Articolo ▸
+++

Giallo in quella Rimini “scarto delle Marche e rifiuto della Romagna”


26 Febbraio 2024 / Paolo Zaghini

Maurizio Maria Taormina
“Sotto la sabbia”
Libri dell’Arco

Non ricordo se esiste un libro sui fantasmi riminesi, ma se ci fosse credo che uno dei protagonisti dovrebbe essere Giulio Cesare, o meglio la statua che il Duce buonanima regalò ai riminesi nel settembre 1933. Essa, in un tripudio di folla acclamante, venne installata ed inaugurata in Piazza Giulio Cesare (oggi Piazza Tre Martiri) il 10 settembre 1933. Questa statua in bronzo, copia della statua originale in marmo esposta al Campidoglio a Roma, venne rimossa nel 1945 e per una decina d’anni sparì. Rischiò di andare perduta per sempre perché fu sepolta nel greto del fiume Marecchia dove fortunatamente venne riscoperta nel 1953. Recuperata venne collocata nella Caserma Giulio Cesare, dove rimase per decenni, sino all’abbattimento della Caserma ai giorni nostri. Nel luglio 2023 fu rimossa e inviata a Parma, ad un laboratorio di restauro, per un lifting necessario dopo 90 anni.

+++

Materiale di partenza ▸
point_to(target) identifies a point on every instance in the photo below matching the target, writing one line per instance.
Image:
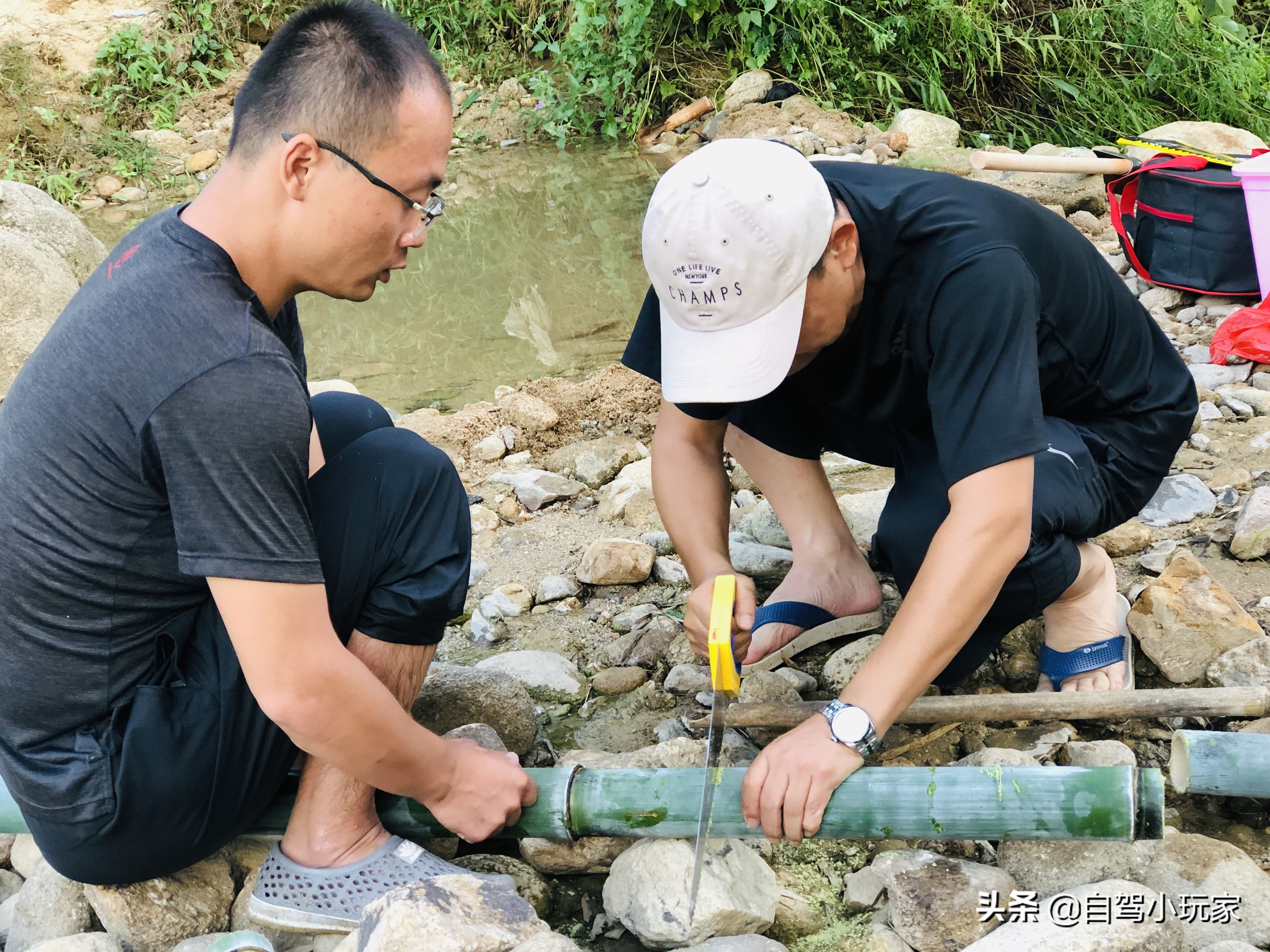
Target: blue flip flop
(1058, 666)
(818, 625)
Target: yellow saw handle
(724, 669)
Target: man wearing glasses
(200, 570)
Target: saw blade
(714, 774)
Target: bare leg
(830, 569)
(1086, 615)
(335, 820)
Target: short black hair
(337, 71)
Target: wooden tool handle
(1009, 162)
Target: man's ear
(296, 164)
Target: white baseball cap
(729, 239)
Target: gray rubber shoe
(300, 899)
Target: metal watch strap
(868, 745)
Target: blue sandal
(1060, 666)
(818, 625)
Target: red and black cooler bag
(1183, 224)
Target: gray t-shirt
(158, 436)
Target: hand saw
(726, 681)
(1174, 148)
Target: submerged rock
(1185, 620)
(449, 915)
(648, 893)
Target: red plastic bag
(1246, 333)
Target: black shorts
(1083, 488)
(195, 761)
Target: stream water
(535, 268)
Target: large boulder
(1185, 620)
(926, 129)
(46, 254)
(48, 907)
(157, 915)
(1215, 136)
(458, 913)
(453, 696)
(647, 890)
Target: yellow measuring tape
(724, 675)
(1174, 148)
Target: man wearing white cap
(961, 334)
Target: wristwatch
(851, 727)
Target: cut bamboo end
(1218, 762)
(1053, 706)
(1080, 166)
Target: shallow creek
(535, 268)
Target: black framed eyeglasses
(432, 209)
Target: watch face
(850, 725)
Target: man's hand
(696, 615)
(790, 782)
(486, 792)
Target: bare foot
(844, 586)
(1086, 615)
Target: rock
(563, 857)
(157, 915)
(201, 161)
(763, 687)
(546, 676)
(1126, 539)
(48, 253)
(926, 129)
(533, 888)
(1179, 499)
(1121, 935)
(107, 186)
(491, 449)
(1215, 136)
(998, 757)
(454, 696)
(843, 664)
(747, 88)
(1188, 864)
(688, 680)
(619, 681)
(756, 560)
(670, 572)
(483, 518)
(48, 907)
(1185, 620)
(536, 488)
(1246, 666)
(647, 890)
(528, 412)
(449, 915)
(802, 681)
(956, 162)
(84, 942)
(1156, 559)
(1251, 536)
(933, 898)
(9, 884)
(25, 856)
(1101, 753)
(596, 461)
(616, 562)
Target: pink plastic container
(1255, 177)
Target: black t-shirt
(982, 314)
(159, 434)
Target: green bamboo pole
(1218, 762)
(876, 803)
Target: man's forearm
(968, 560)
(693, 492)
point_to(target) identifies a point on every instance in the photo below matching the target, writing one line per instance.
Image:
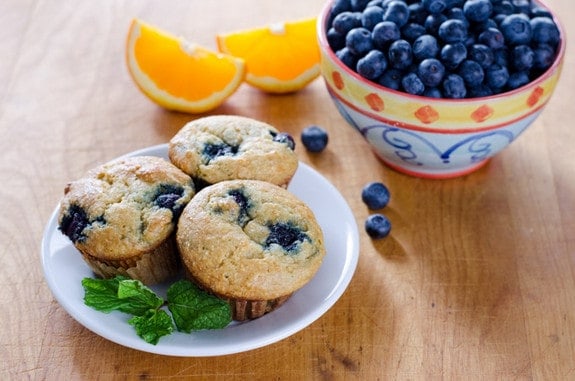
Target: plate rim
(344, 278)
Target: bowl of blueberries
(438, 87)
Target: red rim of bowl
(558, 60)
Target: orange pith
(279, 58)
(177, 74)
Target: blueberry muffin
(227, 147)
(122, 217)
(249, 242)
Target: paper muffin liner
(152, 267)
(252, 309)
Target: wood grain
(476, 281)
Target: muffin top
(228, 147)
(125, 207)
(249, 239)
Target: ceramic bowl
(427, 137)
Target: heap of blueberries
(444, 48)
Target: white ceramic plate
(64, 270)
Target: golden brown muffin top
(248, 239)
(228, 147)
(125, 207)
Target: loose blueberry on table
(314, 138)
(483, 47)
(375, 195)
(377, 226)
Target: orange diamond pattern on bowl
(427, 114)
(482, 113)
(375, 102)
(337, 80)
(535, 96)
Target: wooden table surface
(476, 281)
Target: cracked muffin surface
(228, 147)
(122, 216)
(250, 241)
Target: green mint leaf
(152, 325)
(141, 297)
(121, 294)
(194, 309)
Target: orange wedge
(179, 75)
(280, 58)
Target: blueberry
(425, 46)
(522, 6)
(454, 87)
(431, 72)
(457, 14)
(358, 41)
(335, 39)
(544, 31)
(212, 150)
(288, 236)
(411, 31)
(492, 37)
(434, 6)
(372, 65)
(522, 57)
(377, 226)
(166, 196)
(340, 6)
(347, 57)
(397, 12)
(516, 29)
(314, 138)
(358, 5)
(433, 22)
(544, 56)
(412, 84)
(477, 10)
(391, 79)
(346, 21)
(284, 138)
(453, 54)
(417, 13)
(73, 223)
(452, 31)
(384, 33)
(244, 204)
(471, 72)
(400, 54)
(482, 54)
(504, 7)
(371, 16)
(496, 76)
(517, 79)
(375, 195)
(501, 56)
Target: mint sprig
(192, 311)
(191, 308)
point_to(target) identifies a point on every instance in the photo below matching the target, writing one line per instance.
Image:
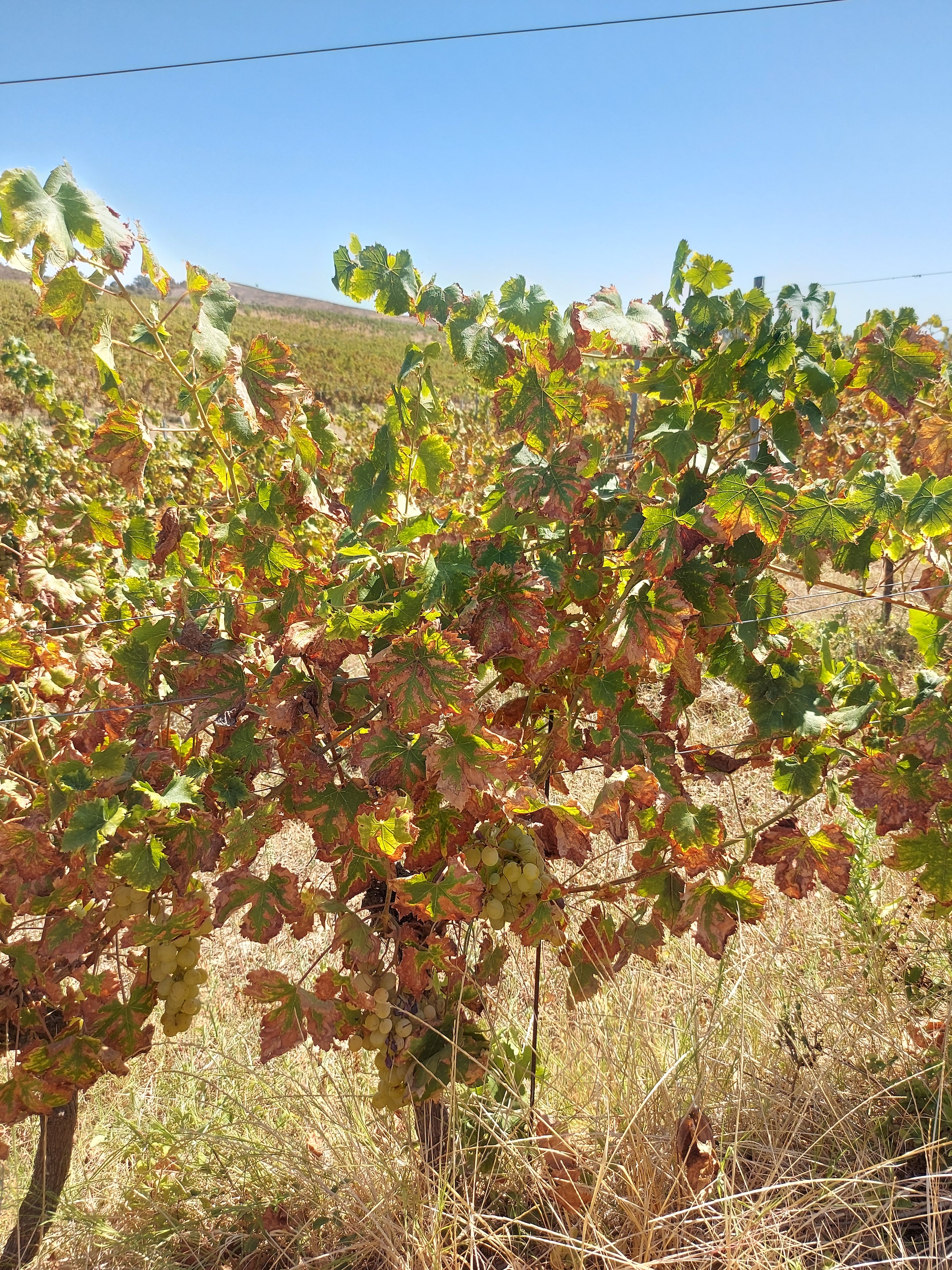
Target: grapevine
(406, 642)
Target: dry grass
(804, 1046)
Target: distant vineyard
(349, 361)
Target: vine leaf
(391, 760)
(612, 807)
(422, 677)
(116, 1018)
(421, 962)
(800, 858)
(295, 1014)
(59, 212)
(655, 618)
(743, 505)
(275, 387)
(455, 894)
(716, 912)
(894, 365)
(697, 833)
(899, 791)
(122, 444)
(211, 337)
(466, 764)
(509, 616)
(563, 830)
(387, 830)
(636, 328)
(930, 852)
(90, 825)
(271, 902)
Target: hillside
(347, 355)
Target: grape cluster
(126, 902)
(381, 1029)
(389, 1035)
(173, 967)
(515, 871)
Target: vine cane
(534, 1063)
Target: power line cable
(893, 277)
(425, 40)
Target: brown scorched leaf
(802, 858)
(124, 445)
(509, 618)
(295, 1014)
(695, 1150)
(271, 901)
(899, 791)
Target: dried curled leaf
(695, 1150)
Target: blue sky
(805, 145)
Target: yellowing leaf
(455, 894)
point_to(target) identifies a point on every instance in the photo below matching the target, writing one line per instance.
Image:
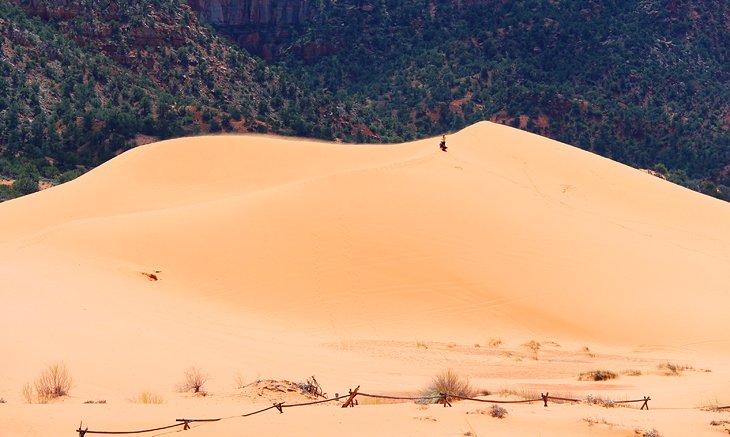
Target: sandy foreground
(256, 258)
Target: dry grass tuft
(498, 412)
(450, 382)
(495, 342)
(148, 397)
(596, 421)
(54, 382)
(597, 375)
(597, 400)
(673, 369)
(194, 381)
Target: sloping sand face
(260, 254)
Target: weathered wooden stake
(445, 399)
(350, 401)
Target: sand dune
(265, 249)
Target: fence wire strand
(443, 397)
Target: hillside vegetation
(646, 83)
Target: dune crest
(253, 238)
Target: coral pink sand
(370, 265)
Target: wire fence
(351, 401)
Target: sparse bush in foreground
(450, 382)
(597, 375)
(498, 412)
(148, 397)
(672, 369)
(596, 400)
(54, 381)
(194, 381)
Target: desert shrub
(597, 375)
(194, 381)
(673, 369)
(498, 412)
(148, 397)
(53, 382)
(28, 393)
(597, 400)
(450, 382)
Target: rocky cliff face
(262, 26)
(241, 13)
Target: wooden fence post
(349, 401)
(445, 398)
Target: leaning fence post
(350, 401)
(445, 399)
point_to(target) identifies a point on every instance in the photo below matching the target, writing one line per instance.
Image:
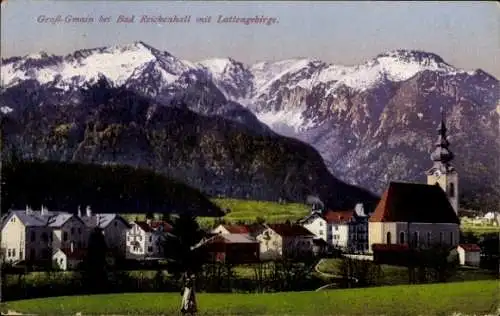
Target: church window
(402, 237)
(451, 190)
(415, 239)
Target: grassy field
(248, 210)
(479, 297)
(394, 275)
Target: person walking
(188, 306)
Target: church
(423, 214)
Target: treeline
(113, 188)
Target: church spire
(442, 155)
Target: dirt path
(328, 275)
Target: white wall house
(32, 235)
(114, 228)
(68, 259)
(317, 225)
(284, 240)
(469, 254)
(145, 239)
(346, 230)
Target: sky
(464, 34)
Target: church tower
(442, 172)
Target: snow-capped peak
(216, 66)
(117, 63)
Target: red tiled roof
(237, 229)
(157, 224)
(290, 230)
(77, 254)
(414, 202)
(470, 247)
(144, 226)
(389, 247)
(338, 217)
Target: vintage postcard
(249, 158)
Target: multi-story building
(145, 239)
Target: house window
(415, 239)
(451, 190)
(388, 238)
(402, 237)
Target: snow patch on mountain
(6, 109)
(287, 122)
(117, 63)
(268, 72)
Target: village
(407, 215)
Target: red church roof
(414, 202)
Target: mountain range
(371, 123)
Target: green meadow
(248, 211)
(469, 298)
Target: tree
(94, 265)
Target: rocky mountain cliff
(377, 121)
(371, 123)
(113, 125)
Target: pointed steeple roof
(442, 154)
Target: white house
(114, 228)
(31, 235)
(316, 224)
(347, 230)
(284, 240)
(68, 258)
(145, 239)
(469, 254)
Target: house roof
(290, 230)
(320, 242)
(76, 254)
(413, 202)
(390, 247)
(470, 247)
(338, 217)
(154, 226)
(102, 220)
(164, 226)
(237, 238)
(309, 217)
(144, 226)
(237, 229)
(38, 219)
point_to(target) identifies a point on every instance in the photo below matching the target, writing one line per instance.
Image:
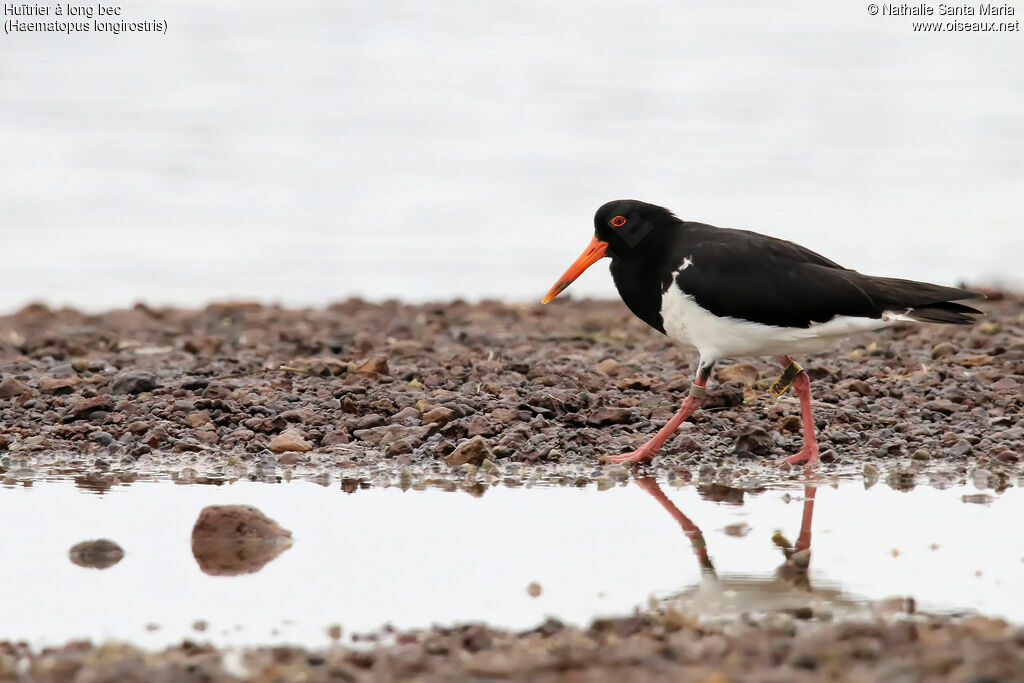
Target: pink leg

+++

Obiettivo A ▸ Stampa parola per parola il brano dell'articolo su Rimini che inizia con "Non ricordo se" e termina con "dopo 90 anni.".
Obiettivo B ▸ Riporta fedelmente le righe dell'elenco, partendo dalla riga che contiene "Target: leaning fence post" e arrivando fino alla fine dell'elenco, con entrambi gli estremi inclusi. Escludi le immagini dalla risposta.
L'articolo e l'elenco non hanno alcun legame tra loro.

Esito del compito A ▸
Non ricordo se esiste un libro sui fantasmi riminesi, ma se ci fosse credo che uno dei protagonisti dovrebbe essere Giulio Cesare, o meglio la statua che il Duce buonanima regalò ai riminesi nel settembre 1933. Essa, in un tripudio di folla acclamante, venne installata ed inaugurata in Piazza Giulio Cesare (oggi Piazza Tre Martiri) il 10 settembre 1933. Questa statua in bronzo, copia della statua originale in marmo esposta al Campidoglio a Roma, venne rimossa nel 1945 e per una decina d’anni sparì. Rischiò di andare perduta per sempre perché fu sepolta nel greto del fiume Marecchia dove fortunatamente venne riscoperta nel 1953. Recuperata venne collocata nella Caserma Giulio Cesare, dove rimase per decenni, sino all’abbattimento della Caserma ai giorni nostri. Nel luglio 2023 fu rimossa e inviata a Parma, ad un laboratorio di restauro, per un lifting necessario dopo 90 anni.

Esito del compito B ▸
Target: leaning fence post
(350, 401)
(445, 399)
point_to(target) identifies a point on every instance in the photo below matching the target, writing one line per instance.
Image:
Target: church window
(402, 237)
(451, 190)
(415, 239)
Target: grassy field
(248, 210)
(479, 297)
(394, 275)
Target: person walking
(188, 306)
Target: church
(423, 214)
Target: treeline
(113, 188)
Target: church spire
(442, 155)
Target: dirt path
(328, 275)
Target: white wall house
(32, 235)
(114, 228)
(68, 259)
(317, 225)
(284, 240)
(469, 254)
(145, 239)
(346, 230)
Target: sky
(464, 34)
Target: church tower
(442, 172)
Target: snow-capped peak
(216, 66)
(117, 63)
Target: red tiled roof
(237, 229)
(157, 224)
(290, 230)
(77, 254)
(414, 202)
(470, 247)
(144, 226)
(389, 247)
(338, 217)
Target: vintage postcard
(249, 158)
Target: multi-story building
(145, 239)
Target: house window
(415, 239)
(451, 190)
(388, 238)
(402, 237)
Target: snow patch on mountain
(6, 109)
(287, 122)
(117, 63)
(268, 72)
Target: village
(407, 215)
Target: red church roof
(414, 202)
Target: mountain range
(371, 123)
Target: green meadow
(248, 211)
(469, 298)
Target: tree
(94, 265)
Target: rocky mountain cliff
(377, 121)
(371, 123)
(113, 125)
Target: pointed steeple roof
(442, 154)
Target: white house
(114, 228)
(31, 235)
(316, 224)
(347, 230)
(284, 240)
(68, 258)
(145, 239)
(469, 254)
Target: house roof
(290, 230)
(320, 242)
(76, 254)
(413, 202)
(390, 247)
(470, 247)
(338, 217)
(154, 226)
(102, 220)
(164, 226)
(237, 238)
(309, 217)
(144, 226)
(237, 229)
(38, 219)
point_to(target) identifies a point on every instance in the photo below matching the target, writing one line per instance.
Image:
Target: pink leg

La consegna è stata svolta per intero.